### Apply what you read
1. Transcribe the Cameroon travel notes from "Cameroon Travel Information" up to and including "other African dialects.".
2. Name every country other than Cameroon that the Cameroon travel notes mention.
3. Take the Cameroon travel notes further, starting after their last sentence.

### Study text
Cameroon Travel Information
Local time is GMT +1.
Electrical current is 220 volts, 50Hz. Round two-pin attachment plugs are in use.
French and English are the official languages, although French is more commonly spoken and is the language of business. There are also numerous other African dialects.
A yellow fever vaccination certificate is required for all travellers older than one year of age to Cameroon. There is a risk of malaria throughout the country and prophylaxis is recommended for all travellers. Vaccinations are recommended for hepatitus A, typhoid, polio (booster), and hepatitis B. A meningococcus vaccination may also be recommended for those travelling to Cameroon during the dry season, which runs from November to June. Cholera outbreaks do occur in Cameroon, particularly between the months of December and June. Travellers should drink only boiled or bottled water. Medical facilities are very limited with frequent shortages of medication and outdated equipment; visitors should ensure they have comprehensive medical insurance, which includes emergency air evacuation. Doctors and hospitals generally expect immediate cash payment. If you require prescription medication while travelling it is best to bring it with you into Cameroon; make sure you have all the relevant documents from your doctor to get the medication through customs.
If service charges are not included a tip of about 10 percent is customary.
Occurrences of banditry and mugging are serious problems throughout the country, and car hijacking and robbery along roads has resulted in several deaths. Many foreign governments advise against travel to the areas bordering the Central African Republic and Chad, as well as to the area bordering Nigeria in the region of the Bakassi Peninsula. If travelling in the north it is advisable to do so in a convoy and to limit travel to daylight hours. Incidents of robbery, often armed, are common in towns and cities and visitors should be vigilant in public places. Armed attacks have occurred at restaurants and hotels where foreigners are known to stay and eat, and travellers are advised to avoid carrying valuables or wearing jewellery in public, and to keep cash on person to a minimum. Petty theft is also common on public transport and travellers should try and avoid travelling alone in taxis, especially at night. The safety and reliability of internal flights in Cameroon cannot be vouched for. Women should be wary and dress conservatively as Cameroon, while generally friendly, is strongly patriarchal and violence towards women is not unheard of.

### Data under study

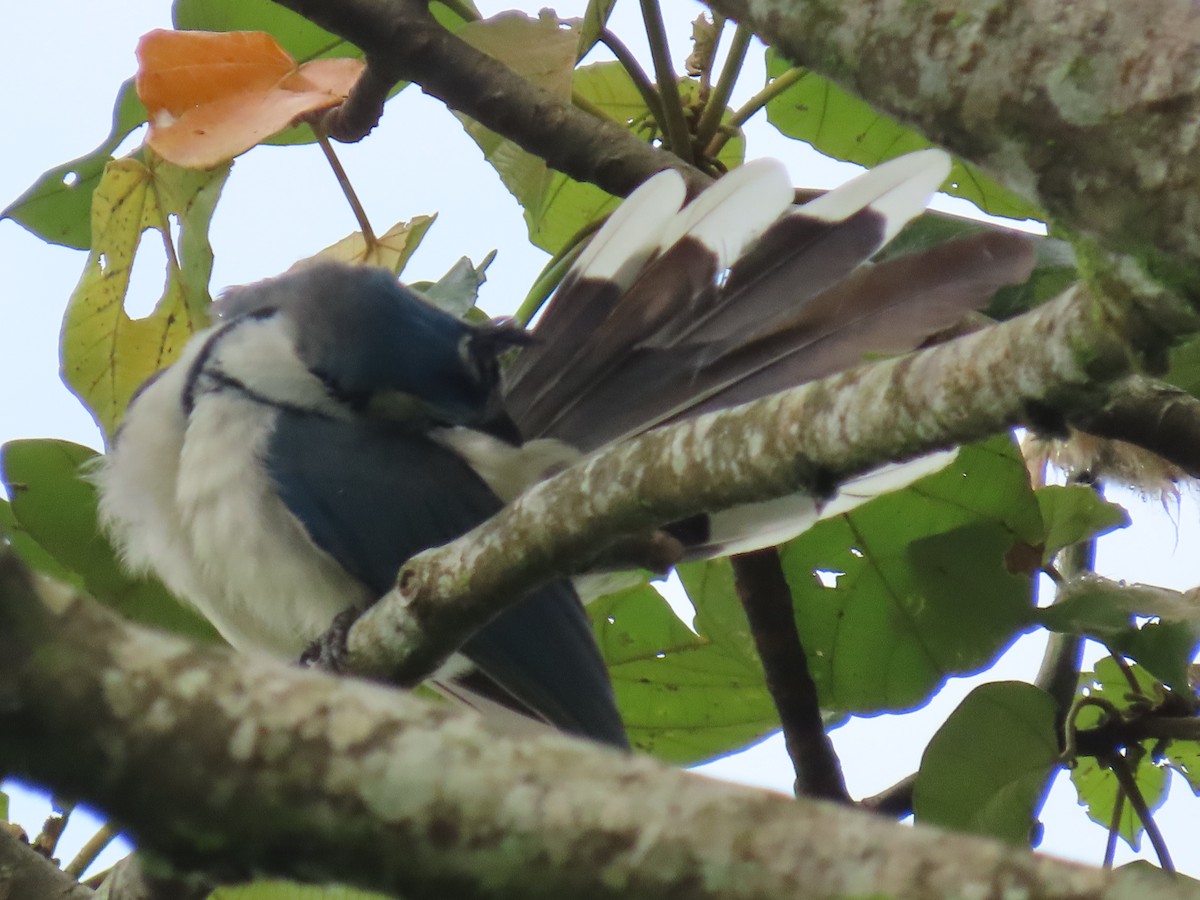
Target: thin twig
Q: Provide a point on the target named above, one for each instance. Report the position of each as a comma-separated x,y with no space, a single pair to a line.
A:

* * *

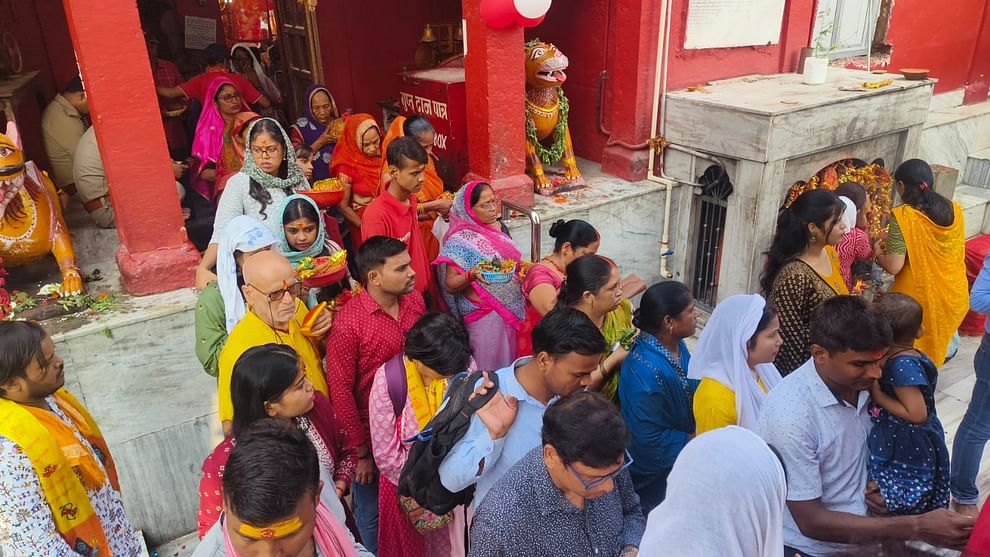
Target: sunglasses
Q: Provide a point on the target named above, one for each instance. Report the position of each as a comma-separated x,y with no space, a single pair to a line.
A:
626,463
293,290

### Expected outputs
1.
Cameroon Travel Information
Local time is GMT +1.
Electrical current is 220 volts, 50Hz. Round two-pin attachment plugs are in use.
French and English are the official languages, although French is more commonly spoken and is the language of business. There are also numerous other African dialects.

2. Central African Republic, Chad, Nigeria

3.
Law requires that everyone carry identification at all times. It is forbidden to take photographs of ports, airports, government buildings, and military sites. Homosexuality is illegal.
Cameroon is ranked higher than most Central African countries for ease of doing business and the comparatively good infrastructure is a big help in this regard. For meetings, lightweight suits are appropriate and handshakes are a common method of greeting for men and women. Greetings often take time and it is important to enquire about health and family and exchange business cards. Office hours are generally 7.30am until 6pm, Monday to Friday, with a one to two hour lunch break. Most businesses are also open on Saturdays between 8am and 1pm.
The international dialling code for Cameroon is +237. The outgoing code is 00 followed by the relevant country code (e.g. 0027 for South Africa). City codes are not required. International phone calls can be made from CAMTEL offices. A GSM 900 network provides cellphone coverage mainly in Yaoundé, Malabo and the southwest of the country. Internet cafes are available in the main towns.
Travellers to Cameroon do not have to pay duty on 400 cigarettes or 50 cigars or 5 packs tobacco; 1 bottle of alcohol; and 5 bottles perfume. Entry to the country with sporting guns requires a licence.